WHAT NEEDS TO BE DONE
How many lines in the records below contain the string "hose", with case counting? Give only the number.

DATA PROVIDED

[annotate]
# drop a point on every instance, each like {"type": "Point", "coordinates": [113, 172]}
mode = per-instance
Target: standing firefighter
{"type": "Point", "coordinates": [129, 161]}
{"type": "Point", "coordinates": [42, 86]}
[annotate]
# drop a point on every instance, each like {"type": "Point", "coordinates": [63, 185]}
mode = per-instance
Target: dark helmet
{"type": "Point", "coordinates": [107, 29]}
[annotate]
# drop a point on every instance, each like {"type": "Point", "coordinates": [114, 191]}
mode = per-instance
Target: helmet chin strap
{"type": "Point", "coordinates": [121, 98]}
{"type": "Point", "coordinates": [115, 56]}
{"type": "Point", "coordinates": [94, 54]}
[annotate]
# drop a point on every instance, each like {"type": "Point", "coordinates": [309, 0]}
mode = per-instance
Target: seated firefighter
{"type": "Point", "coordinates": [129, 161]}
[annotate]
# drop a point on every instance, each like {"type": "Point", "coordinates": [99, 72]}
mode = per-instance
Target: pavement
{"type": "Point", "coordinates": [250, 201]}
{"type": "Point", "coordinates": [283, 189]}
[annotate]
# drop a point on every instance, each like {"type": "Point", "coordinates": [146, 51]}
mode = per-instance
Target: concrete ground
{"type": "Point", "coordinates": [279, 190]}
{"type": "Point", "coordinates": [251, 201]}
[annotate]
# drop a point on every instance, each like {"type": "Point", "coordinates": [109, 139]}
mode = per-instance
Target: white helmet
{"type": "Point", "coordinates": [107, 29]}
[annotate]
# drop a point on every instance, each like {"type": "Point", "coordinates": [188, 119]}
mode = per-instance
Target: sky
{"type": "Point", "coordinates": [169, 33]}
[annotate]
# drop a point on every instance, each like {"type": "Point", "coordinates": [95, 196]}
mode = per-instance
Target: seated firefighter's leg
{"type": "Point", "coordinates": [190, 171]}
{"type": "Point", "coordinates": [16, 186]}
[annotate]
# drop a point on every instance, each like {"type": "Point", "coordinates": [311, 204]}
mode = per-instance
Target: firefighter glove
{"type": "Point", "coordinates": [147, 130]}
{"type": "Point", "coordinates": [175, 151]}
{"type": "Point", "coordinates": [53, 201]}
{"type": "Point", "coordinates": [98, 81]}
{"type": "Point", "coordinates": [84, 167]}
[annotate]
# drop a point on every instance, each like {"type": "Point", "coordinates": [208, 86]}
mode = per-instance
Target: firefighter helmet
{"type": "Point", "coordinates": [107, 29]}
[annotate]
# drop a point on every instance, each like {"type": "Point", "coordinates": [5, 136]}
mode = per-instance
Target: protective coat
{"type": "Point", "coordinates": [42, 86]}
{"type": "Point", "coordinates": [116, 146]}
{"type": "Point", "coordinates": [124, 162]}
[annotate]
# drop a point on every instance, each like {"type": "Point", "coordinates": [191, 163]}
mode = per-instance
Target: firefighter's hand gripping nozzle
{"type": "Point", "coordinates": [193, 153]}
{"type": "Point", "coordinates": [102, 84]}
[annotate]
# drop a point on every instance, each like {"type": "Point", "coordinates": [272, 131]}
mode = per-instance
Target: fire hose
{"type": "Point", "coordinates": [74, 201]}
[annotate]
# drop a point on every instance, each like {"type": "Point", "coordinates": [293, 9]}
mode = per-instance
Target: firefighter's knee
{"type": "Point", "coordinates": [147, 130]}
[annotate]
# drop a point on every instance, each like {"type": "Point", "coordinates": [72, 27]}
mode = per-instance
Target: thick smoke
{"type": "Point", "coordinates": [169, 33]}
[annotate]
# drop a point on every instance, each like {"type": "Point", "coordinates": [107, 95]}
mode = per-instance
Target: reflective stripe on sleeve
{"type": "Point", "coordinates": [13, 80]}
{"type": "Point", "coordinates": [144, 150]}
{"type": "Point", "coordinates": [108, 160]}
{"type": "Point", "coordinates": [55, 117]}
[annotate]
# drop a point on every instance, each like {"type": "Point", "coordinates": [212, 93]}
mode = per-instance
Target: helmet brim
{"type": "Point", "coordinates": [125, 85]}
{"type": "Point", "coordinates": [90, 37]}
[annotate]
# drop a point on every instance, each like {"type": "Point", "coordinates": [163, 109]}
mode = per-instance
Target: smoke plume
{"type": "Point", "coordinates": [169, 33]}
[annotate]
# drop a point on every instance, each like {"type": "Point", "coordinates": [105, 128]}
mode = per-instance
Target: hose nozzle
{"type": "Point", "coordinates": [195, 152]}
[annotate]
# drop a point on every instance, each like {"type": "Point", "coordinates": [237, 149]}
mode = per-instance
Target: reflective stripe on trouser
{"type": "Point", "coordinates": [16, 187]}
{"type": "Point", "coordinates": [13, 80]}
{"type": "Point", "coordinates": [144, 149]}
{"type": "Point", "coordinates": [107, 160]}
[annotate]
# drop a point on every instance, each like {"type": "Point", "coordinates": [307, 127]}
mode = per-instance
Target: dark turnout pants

RESULT
2